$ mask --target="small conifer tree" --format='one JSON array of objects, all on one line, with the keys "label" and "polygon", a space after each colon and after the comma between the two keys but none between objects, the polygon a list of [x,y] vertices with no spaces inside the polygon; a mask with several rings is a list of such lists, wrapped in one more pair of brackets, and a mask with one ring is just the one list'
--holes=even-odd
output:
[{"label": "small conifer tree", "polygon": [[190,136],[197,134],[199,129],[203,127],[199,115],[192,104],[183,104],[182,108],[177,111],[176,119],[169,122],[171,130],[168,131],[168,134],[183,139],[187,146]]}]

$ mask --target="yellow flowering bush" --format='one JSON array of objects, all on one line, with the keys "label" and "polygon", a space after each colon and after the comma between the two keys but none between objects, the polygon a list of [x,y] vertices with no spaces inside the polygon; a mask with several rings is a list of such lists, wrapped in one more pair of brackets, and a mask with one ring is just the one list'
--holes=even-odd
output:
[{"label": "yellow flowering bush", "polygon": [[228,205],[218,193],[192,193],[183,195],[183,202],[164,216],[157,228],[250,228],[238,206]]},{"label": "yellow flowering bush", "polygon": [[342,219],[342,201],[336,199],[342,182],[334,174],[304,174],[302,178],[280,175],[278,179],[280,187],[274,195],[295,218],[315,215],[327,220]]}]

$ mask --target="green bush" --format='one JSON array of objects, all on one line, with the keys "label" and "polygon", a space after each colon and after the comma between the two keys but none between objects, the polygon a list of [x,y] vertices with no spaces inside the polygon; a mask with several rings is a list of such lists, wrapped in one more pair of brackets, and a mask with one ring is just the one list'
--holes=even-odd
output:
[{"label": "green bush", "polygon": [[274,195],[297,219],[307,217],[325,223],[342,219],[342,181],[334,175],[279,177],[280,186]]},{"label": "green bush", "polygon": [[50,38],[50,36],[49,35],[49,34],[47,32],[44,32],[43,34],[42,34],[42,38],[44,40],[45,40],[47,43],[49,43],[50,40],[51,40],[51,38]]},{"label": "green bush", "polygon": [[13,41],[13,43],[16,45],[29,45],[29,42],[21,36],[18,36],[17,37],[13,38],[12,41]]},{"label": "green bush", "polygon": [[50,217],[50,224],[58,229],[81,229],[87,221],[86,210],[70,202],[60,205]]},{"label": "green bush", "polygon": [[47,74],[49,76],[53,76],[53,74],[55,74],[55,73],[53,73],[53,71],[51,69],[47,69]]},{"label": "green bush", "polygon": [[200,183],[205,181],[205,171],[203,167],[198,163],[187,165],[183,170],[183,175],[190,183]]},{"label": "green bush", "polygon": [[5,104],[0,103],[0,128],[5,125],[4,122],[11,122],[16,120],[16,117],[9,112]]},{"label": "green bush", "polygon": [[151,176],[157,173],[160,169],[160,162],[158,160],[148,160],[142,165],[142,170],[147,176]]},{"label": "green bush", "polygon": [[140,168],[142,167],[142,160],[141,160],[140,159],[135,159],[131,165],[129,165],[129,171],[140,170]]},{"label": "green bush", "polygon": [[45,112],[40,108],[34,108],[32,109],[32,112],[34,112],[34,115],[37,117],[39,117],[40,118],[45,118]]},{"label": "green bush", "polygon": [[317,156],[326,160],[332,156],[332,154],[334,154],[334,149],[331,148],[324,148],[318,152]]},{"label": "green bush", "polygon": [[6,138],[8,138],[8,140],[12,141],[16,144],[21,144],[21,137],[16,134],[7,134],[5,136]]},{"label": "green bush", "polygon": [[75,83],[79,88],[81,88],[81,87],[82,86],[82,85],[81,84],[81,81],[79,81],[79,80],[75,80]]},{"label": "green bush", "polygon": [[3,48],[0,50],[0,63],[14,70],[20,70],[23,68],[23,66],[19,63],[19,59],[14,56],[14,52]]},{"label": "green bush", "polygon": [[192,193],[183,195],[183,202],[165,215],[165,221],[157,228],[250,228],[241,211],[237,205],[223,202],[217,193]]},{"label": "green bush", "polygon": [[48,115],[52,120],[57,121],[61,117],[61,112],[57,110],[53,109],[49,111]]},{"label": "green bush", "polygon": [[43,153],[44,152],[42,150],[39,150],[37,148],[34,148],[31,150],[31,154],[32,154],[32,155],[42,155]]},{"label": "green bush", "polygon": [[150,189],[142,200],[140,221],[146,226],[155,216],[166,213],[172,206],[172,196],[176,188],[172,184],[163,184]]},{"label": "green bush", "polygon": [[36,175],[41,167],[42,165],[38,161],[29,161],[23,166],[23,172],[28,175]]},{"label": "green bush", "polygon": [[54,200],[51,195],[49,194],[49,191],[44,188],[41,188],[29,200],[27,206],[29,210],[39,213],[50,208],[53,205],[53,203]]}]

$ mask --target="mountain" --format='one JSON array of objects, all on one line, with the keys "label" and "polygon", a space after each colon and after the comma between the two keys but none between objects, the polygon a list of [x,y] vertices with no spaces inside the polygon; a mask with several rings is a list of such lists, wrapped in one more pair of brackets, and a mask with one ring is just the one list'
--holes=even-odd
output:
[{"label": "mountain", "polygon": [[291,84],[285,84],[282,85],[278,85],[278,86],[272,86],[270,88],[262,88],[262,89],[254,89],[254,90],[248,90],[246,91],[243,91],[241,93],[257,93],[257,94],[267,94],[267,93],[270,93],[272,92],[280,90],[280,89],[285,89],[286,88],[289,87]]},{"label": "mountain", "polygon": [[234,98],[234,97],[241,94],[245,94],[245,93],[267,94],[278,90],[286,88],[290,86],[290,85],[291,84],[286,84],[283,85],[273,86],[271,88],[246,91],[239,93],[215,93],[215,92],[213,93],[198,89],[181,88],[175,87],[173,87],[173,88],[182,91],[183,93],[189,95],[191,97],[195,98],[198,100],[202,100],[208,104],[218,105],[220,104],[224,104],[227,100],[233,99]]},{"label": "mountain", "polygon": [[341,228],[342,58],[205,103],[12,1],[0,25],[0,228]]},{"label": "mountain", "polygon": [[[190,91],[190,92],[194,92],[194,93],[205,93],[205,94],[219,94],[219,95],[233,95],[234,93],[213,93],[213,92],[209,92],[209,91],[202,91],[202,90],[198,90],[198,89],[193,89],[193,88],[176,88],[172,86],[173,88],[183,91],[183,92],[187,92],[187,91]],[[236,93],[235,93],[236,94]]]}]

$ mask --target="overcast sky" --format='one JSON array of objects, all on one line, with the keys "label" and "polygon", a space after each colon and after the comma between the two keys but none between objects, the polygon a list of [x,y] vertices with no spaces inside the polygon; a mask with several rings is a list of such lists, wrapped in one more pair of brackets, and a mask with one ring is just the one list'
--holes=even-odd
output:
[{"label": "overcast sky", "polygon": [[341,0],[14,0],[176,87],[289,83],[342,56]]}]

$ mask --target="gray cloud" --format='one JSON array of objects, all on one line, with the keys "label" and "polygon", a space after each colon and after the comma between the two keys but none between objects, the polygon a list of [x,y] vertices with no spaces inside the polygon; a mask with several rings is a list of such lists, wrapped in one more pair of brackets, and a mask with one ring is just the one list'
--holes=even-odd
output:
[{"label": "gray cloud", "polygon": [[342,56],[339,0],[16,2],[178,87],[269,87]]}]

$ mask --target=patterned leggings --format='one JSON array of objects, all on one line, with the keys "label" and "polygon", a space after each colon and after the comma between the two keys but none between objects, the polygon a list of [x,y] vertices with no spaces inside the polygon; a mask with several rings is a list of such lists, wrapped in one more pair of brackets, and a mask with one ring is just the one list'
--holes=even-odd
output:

* * *

Do this
Copy every one of the lines above character for character, with no changes to spacing, punctuation or line breaks.

Solution for this task
$ mask --target="small conifer tree" --format='one JSON array of objects, all on one line, with the keys "label" and "polygon", a space after each colon and after the comma between the two keys but none between objects, the polygon a list of [x,y] vertices with no spaces inside the polygon; a mask with several rings is a list of such lists, wrapped in one more pair of brackets, and a mask with one ring is just the one list'
--holes=even-odd
output:
[{"label": "small conifer tree", "polygon": [[190,136],[197,134],[199,129],[203,127],[199,115],[192,104],[183,104],[182,108],[177,111],[176,119],[169,122],[171,130],[168,131],[168,134],[183,139],[187,146]]}]

$ mask --target="yellow flowering bush" --format='one JSON array of objects, all on one line, with the keys "label" and "polygon", a space after each colon and after the comma between the two keys but none between objects, the polygon a list of [x,y] vertices with no spaces inside the polygon; a mask with several rings is a list of such lists, wrapped in one more pair of brackets, and a mask with one ring is just the one list'
--holes=even-odd
output:
[{"label": "yellow flowering bush", "polygon": [[228,205],[218,193],[192,193],[183,195],[183,202],[164,216],[157,228],[250,228],[238,206]]},{"label": "yellow flowering bush", "polygon": [[342,219],[342,201],[336,199],[342,182],[334,174],[304,174],[302,178],[280,175],[278,179],[280,187],[274,195],[295,218],[315,215],[327,220]]}]

$ mask --target="green bush" --format='one JSON array of objects, all on one line, with the keys "label" and "polygon", a space after each colon and after the comma between the two keys but none between objects, the polygon a list of [x,y] vertices with no spaces inside the polygon; a mask with several rings is a list of such lists, wrapped in one more pair of brackets, and a mask with one ring is just the one list'
--holes=even-odd
output:
[{"label": "green bush", "polygon": [[274,195],[297,219],[307,217],[325,223],[342,219],[342,181],[334,175],[279,177],[280,186]]},{"label": "green bush", "polygon": [[50,38],[50,36],[49,35],[49,34],[47,32],[44,32],[43,34],[42,34],[42,38],[44,40],[45,40],[47,43],[49,43],[50,40],[51,40],[51,38]]},{"label": "green bush", "polygon": [[13,41],[13,43],[16,45],[29,45],[29,42],[21,36],[18,36],[17,37],[13,38],[12,41]]},{"label": "green bush", "polygon": [[50,217],[50,224],[58,229],[81,229],[87,221],[86,210],[70,202],[60,205]]},{"label": "green bush", "polygon": [[47,74],[49,76],[53,76],[53,74],[55,74],[55,73],[53,73],[53,71],[51,69],[47,69]]},{"label": "green bush", "polygon": [[200,183],[205,181],[205,171],[203,167],[198,163],[187,165],[183,170],[183,175],[190,183]]},{"label": "green bush", "polygon": [[5,104],[0,103],[0,128],[5,125],[4,122],[11,122],[16,120],[16,117],[9,112]]},{"label": "green bush", "polygon": [[151,176],[157,173],[160,169],[160,162],[158,160],[148,160],[142,165],[142,170],[147,176]]},{"label": "green bush", "polygon": [[140,168],[142,167],[142,160],[141,160],[140,159],[135,159],[131,165],[129,165],[129,171],[140,170]]},{"label": "green bush", "polygon": [[45,112],[40,108],[34,108],[32,109],[32,112],[34,112],[34,115],[37,117],[39,117],[40,118],[45,118]]},{"label": "green bush", "polygon": [[317,156],[326,160],[332,156],[332,154],[334,154],[334,149],[331,148],[324,148],[318,152]]},{"label": "green bush", "polygon": [[6,138],[8,138],[8,140],[12,141],[16,144],[21,144],[21,137],[16,134],[7,134],[5,136]]},{"label": "green bush", "polygon": [[75,83],[79,88],[81,88],[81,87],[82,86],[82,85],[81,84],[81,81],[79,81],[79,80],[75,80]]},{"label": "green bush", "polygon": [[3,48],[0,50],[0,63],[14,70],[20,70],[23,68],[23,66],[19,63],[19,59],[14,56],[14,52]]},{"label": "green bush", "polygon": [[192,193],[183,195],[183,202],[165,215],[165,221],[157,228],[250,228],[241,211],[237,205],[223,202],[217,193]]},{"label": "green bush", "polygon": [[48,115],[52,120],[57,121],[61,117],[61,112],[57,110],[53,109],[49,111]]},{"label": "green bush", "polygon": [[43,153],[44,152],[42,150],[39,150],[37,148],[34,148],[31,150],[31,154],[32,154],[32,155],[42,155]]},{"label": "green bush", "polygon": [[150,189],[142,200],[140,221],[146,226],[155,216],[166,213],[172,206],[172,196],[176,188],[172,184],[163,184]]},{"label": "green bush", "polygon": [[36,175],[41,167],[42,165],[38,161],[29,161],[23,166],[23,172],[28,175]]},{"label": "green bush", "polygon": [[54,200],[51,195],[49,194],[49,191],[44,188],[41,188],[29,200],[27,206],[29,210],[39,213],[50,208],[53,205],[53,203]]}]

$ mask --target="mountain" --format='one JSON array of objects, all on one line, with the keys "label" and "polygon", a space after each colon and after the comma between the two keys but none between objects, the polygon a list of [x,y] vertices with no spaces inside the polygon; a mask with several rings is a list of such lists, wrapped in one more pair of brackets, and a mask with one ring is just the one list'
--holes=even-odd
output:
[{"label": "mountain", "polygon": [[291,84],[285,84],[282,85],[278,85],[278,86],[272,86],[270,88],[262,88],[262,89],[254,89],[254,90],[248,90],[246,91],[243,91],[241,93],[257,93],[257,94],[267,94],[267,93],[270,93],[272,92],[280,90],[280,89],[285,89],[286,88],[289,87]]},{"label": "mountain", "polygon": [[234,98],[234,97],[241,94],[245,94],[245,93],[267,94],[278,90],[286,88],[290,86],[290,85],[291,84],[286,84],[283,85],[273,86],[271,88],[246,91],[239,93],[215,93],[215,92],[213,93],[198,89],[181,88],[175,87],[173,87],[173,88],[182,91],[183,93],[189,95],[191,97],[195,98],[198,100],[202,100],[208,104],[218,105],[220,104],[224,104],[227,100],[233,99]]},{"label": "mountain", "polygon": [[341,228],[342,58],[205,103],[12,1],[0,25],[0,228]]},{"label": "mountain", "polygon": [[[190,91],[190,92],[194,92],[194,93],[205,93],[205,94],[219,94],[219,95],[233,95],[234,93],[213,93],[213,92],[209,92],[209,91],[202,91],[202,90],[198,90],[198,89],[193,89],[193,88],[176,88],[172,86],[173,88],[183,91],[183,92],[187,92],[187,91]],[[236,93],[235,93],[236,94]]]}]

$ mask --target="overcast sky" --format='one JSON array of objects, all on one line, with the keys "label" and "polygon", a space after each colon and after the comma between the two keys but none between objects, the polygon a list of [x,y] vertices with no spaces inside the polygon; a mask with several rings is a list of such lists, wrapped in one more pair of brackets, and a mask with one ring is just the one list'
--holes=even-odd
output:
[{"label": "overcast sky", "polygon": [[341,0],[14,0],[176,87],[289,83],[342,56]]}]

$ mask --target="gray cloud" --format='one JSON array of objects, all on one line, with the keys "label" and "polygon", a space after each colon and after the comma between the two keys but none between objects, the polygon a list of [x,y] vertices with no spaces inside the polygon; a mask with several rings is a list of such lists, wrapped in one more pair of brackets, and a mask with one ring is just the one list'
--holes=even-odd
output:
[{"label": "gray cloud", "polygon": [[342,56],[339,0],[16,2],[178,87],[269,87]]}]

$ mask --target=patterned leggings --format='one JSON array of objects, all on one line, with the keys "label" and "polygon", a space after each colon and after the comma between the two keys but none between objects, the polygon a list of [x,y] vertices with no spaces inside the polygon; a mask with several rings is a list of such lists, wrapped in one more pair of brackets, and a mask with one ring is just the one list'
--holes=even-odd
output:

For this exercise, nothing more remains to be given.